Available records =>
[Begin]
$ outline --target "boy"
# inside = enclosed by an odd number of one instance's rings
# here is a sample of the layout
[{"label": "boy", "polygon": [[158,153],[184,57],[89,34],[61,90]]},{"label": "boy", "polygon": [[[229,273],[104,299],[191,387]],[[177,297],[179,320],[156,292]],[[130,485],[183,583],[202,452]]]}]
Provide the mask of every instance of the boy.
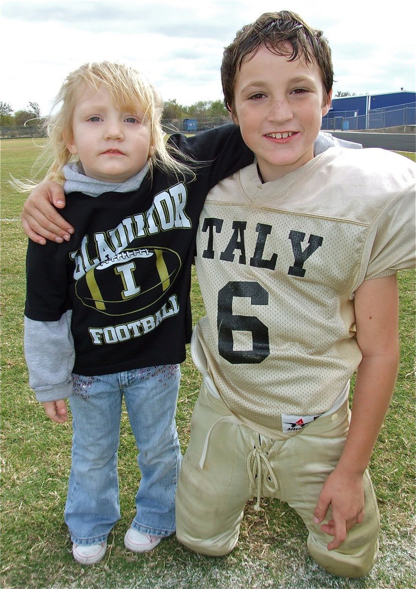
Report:
[{"label": "boy", "polygon": [[257,162],[211,191],[199,220],[207,315],[192,353],[204,379],[177,535],[197,552],[227,554],[246,502],[277,497],[302,518],[320,564],[360,577],[378,551],[367,467],[397,370],[395,273],[414,266],[415,166],[381,150],[314,158],[331,52],[292,12],[244,27],[221,74]]}]

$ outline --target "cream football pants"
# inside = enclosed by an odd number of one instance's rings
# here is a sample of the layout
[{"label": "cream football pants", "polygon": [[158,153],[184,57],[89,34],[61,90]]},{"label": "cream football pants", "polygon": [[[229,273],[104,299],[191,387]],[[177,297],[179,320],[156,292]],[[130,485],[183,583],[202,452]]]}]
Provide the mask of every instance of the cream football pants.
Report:
[{"label": "cream football pants", "polygon": [[[380,527],[368,473],[364,475],[364,519],[350,530],[337,550],[328,550],[332,537],[313,521],[322,485],[344,448],[349,419],[347,402],[292,438],[273,440],[239,422],[202,384],[177,492],[179,541],[212,556],[230,552],[238,540],[245,503],[258,492],[259,477],[262,497],[285,501],[301,516],[309,531],[308,548],[317,562],[335,575],[366,574],[377,558]],[[330,518],[328,512],[325,521]]]}]

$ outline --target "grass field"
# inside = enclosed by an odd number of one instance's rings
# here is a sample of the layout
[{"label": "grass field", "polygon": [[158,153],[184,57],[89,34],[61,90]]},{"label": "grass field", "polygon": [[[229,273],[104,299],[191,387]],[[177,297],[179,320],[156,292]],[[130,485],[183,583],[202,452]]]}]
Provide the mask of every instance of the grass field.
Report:
[{"label": "grass field", "polygon": [[[36,141],[40,141],[40,140]],[[248,505],[240,540],[223,558],[198,555],[174,537],[151,554],[127,551],[123,537],[134,515],[138,479],[134,441],[123,415],[119,474],[122,519],[105,558],[91,567],[73,560],[63,519],[71,428],[45,416],[28,385],[22,350],[26,238],[18,220],[25,197],[9,174],[30,174],[32,140],[2,140],[1,147],[2,586],[7,588],[413,588],[415,572],[415,274],[400,274],[401,362],[391,407],[370,469],[381,516],[380,554],[371,574],[357,580],[327,574],[309,557],[307,534],[295,514],[265,499]],[[194,320],[204,313],[195,279]],[[182,366],[178,426],[182,451],[199,378],[190,359]]]}]

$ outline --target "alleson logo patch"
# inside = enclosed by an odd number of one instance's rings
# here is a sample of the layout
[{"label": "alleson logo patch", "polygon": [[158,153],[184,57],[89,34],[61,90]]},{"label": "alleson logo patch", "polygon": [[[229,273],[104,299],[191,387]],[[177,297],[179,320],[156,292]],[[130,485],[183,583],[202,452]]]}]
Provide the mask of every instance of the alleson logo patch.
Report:
[{"label": "alleson logo patch", "polygon": [[282,415],[282,427],[284,432],[297,432],[305,425],[315,421],[319,415]]}]

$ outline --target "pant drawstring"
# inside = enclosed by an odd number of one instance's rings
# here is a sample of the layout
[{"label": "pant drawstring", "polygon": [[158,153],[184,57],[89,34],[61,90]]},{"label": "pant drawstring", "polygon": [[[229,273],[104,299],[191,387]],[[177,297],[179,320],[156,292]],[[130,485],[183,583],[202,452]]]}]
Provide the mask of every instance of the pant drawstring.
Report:
[{"label": "pant drawstring", "polygon": [[[257,495],[254,509],[256,511],[262,511],[260,507],[262,483],[271,493],[275,493],[279,487],[266,452],[258,448],[252,450],[247,456],[247,471],[251,488],[253,491],[255,489],[255,494]],[[271,484],[269,482],[269,479],[271,481]]]}]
[End]
Set down the material exactly, every line of it, except for the pictures.

Task output =>
$ outline --target "boy"
# inside = enclosed by an odd number of one instance's rings
# here is a sample of the layout
[{"label": "boy", "polygon": [[158,153],[184,57],[89,34],[61,90]]},{"label": "boy", "polygon": [[[229,273],[104,299],[191,387]],[[177,297],[179,320],[156,292]],[[130,485],[183,583],[202,452]]]}]
Provide the mask of every instance of the boy.
Report:
[{"label": "boy", "polygon": [[257,162],[211,191],[199,220],[207,315],[192,353],[204,379],[177,535],[197,552],[227,554],[246,502],[277,497],[302,518],[320,564],[360,577],[378,551],[367,467],[397,370],[395,273],[414,266],[415,166],[381,150],[314,158],[331,52],[292,12],[244,27],[221,74]]}]

$ outline --target "cream football pants"
# inside = enclosed by an odd number of one instance's rings
# here is a sample of the layout
[{"label": "cream football pants", "polygon": [[158,153],[184,57],[89,34],[61,90]]},{"label": "cream football pants", "polygon": [[[229,273],[104,299],[191,387]],[[177,297],[179,320],[156,292]],[[130,485],[183,583],[202,452]]]}]
Provide the mask of every instance of the cream football pants.
Report:
[{"label": "cream football pants", "polygon": [[[380,527],[368,473],[364,475],[364,519],[350,530],[337,550],[328,550],[332,537],[313,521],[322,485],[344,448],[349,419],[347,402],[292,438],[273,440],[239,422],[202,384],[177,492],[179,541],[212,556],[230,552],[238,540],[245,503],[258,492],[259,477],[262,497],[285,501],[301,516],[309,531],[308,548],[317,562],[335,575],[366,574],[377,558]],[[330,518],[328,512],[325,521]]]}]

$ outline --target "grass field"
# inside = enclosed by an odd number of one instance's rings
# here is a sample of the layout
[{"label": "grass field", "polygon": [[158,153],[184,57],[89,34],[61,90]]},{"label": "grass field", "polygon": [[[229,273],[104,299],[191,387]],[[177,297],[179,320],[156,292]],[[130,485],[183,583],[202,452]]]}]
Provide the mask of every instance of the grass field.
Report:
[{"label": "grass field", "polygon": [[[36,141],[40,141],[40,140]],[[248,505],[240,540],[223,558],[198,555],[174,537],[151,554],[127,551],[123,537],[134,515],[138,479],[134,441],[123,415],[119,474],[122,519],[105,558],[91,567],[73,560],[63,519],[71,428],[45,416],[28,385],[22,350],[26,238],[18,220],[25,197],[9,174],[30,174],[32,140],[2,140],[1,147],[2,586],[7,588],[413,588],[415,572],[415,274],[400,274],[401,362],[391,407],[370,469],[381,516],[380,554],[371,574],[357,580],[327,574],[309,557],[307,534],[295,514],[265,499]],[[194,320],[204,313],[195,279]],[[182,366],[178,426],[182,451],[199,378],[190,359]]]}]

$ outline --target "alleson logo patch"
# inside = enclosed by an odd number of one instance's rings
# here is a sample of the layout
[{"label": "alleson logo patch", "polygon": [[158,153],[184,57],[89,34],[61,90]]},{"label": "alleson logo patch", "polygon": [[[229,273],[104,299],[191,387]],[[177,297],[179,320],[156,292]],[[130,485],[183,583],[202,452]]]}]
Provide the mask of every instance of the alleson logo patch.
Report:
[{"label": "alleson logo patch", "polygon": [[282,415],[282,427],[284,432],[297,432],[305,425],[315,421],[319,415]]}]

$ outline --target "pant drawstring"
# inside = enclosed by an odd number of one instance's rings
# here is a sample of the layout
[{"label": "pant drawstring", "polygon": [[158,153],[184,57],[89,34],[61,90]]},{"label": "pant drawstring", "polygon": [[[229,273],[104,299],[191,387]],[[177,297],[179,320],[156,292]],[[130,485],[183,583],[202,452]]]}]
Provide the mask of every instance of the pant drawstring.
Report:
[{"label": "pant drawstring", "polygon": [[[257,495],[254,509],[256,511],[262,511],[260,507],[262,483],[271,493],[275,493],[279,487],[266,452],[258,448],[252,450],[247,456],[247,471],[251,488],[253,491],[255,489],[255,494]],[[271,484],[269,482],[269,479],[271,481]]]}]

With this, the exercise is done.